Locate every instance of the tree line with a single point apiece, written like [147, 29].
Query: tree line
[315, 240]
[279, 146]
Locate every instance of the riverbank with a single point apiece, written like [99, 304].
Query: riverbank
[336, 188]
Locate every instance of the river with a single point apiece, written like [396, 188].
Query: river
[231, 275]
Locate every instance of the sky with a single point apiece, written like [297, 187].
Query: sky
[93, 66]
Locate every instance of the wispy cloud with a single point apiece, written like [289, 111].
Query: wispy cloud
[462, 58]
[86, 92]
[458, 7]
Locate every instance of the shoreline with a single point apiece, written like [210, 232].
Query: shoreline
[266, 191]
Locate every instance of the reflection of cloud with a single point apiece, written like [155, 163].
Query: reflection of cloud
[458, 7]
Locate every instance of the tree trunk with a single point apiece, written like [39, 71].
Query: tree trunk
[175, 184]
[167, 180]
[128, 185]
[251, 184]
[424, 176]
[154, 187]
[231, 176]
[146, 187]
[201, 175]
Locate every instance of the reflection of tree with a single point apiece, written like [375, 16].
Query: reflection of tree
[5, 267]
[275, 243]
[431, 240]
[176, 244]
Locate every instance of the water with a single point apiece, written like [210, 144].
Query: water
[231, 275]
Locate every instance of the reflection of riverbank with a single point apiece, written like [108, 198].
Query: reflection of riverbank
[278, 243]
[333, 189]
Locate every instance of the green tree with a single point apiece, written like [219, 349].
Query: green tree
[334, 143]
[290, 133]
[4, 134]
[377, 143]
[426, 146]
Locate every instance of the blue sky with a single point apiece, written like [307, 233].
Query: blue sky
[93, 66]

----

What to produce - Line by line, transcribe all of the records exactly.

Result of the task -
Locate every instance of the tree line with a single point apiece, written like [147, 29].
Query: tree line
[315, 240]
[279, 146]
Locate every instance of the riverbank with a single point apiece, written like [99, 304].
Query: riverbank
[336, 188]
Locate every instance of the river with a single point apiece, written like [396, 188].
Query: river
[231, 275]
Locate every instance of the sky with a single point apiece, written like [297, 187].
Query: sky
[93, 66]
Locate every instance of the wispy cloud with a single point apiece, written like [289, 111].
Query: wispy cloud
[462, 58]
[86, 92]
[458, 7]
Locate every instance of the shoreline with a single point apiece, written like [210, 232].
Query: shoreline
[266, 191]
Locate every instance of the reflection of cloud with a single point apiece, written like [155, 163].
Query: reflection of cloud
[458, 7]
Locate every instance of the tree trunk with a single point apiece, written like [39, 71].
Query: tree trunk
[175, 184]
[167, 180]
[128, 185]
[251, 184]
[424, 176]
[154, 187]
[231, 176]
[146, 187]
[201, 175]
Locate every instance of the reflection of tree with a single point apiece, written like [375, 16].
Query: reflection of tree
[5, 267]
[275, 243]
[431, 240]
[176, 244]
Locate every instance of the water with a single point apiece, written like [210, 144].
Query: water
[231, 275]
Locate every instance of the reflection of riverbank with a single point apiece, written like [108, 198].
Query: reflection of riverbank
[278, 243]
[333, 189]
Locate every instance of the green tree with a single point apiece, written like [219, 349].
Query: green tree
[334, 143]
[290, 133]
[4, 134]
[377, 143]
[426, 146]
Locate every instance of the blue sky with a single point apiece, written like [307, 233].
Query: blue sky
[93, 66]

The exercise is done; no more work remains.